Kaesong companies stand to lose millions over shutdown

Posted on : 2013-04-10 15:29 KST Modified on : 2019-10-19 20:29 KST
Many of them uninsured, companies seeking some way to restart production in joint industrial complex
 Apr. 9. Operations at the complex have been disrupted since Apr. 3 when North Korea enacted an entry ban for South Koreans. (by Kim Bong-kyu
Apr. 9. Operations at the complex have been disrupted since Apr. 3 when North Korea enacted an entry ban for South Koreans. (by Kim Bong-kyu

By Lee Jeong-hun, staff reporter

Tenant businesses in the Kaesong Industrial Complex are despondent after North Korea pulled out its workers amid increasingly frigid relations with Seoul.

“There have been problems in the past, but this is first time the workers haven’t come to work,” said the president of one company while attending a Apr. 9 meeting of businesses to figure out a solution.

“It’s pretty much over now,” they continued. “With this kind of disruption to production, it will be impossible to regain [customer] trust even if things start moving again.”
##############################
# Exercise A
Set down, word for word, the stretch of the Kaesong shutdown article from "Posted on : 2013-04-10" through "relations with Seoul.".
# Exercise B
According to the Kaesong shutdown article, since what date have operations at the complex been disrupted?
Rely only on the article above.

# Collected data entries
##############################
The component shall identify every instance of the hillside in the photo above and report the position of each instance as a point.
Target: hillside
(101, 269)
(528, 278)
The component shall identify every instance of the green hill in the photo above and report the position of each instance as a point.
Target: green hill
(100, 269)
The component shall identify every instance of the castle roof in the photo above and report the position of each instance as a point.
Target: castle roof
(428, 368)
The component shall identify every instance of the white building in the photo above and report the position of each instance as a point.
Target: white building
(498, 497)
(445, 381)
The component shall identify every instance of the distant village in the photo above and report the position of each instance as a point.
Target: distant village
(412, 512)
##############################
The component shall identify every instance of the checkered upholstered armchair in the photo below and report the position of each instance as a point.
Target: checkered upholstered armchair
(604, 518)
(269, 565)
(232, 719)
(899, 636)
##############################
# Written response A
Posted on : 2013-04-10 15:29 KST Modified on : 2019-10-19 20:29 KST
Many of them uninsured, companies seeking some way to restart production in joint industrial complex
 Apr. 9. Operations at the complex have been disrupted since Apr. 3 when North Korea enacted an entry ban for South Koreans. (by Kim Bong-kyu
Apr. 9. Operations at the complex have been disrupted since Apr. 3 when North Korea enacted an entry ban for South Koreans. (by Kim Bong-kyu

By Lee Jeong-hun, staff reporter

Tenant businesses in the Kaesong Industrial Complex are despondent after North Korea pulled out its workers amid increasingly frigid relations with Seoul.

# Written response B
Since Apr. 3, when North Korea enacted an entry ban for South Koreans.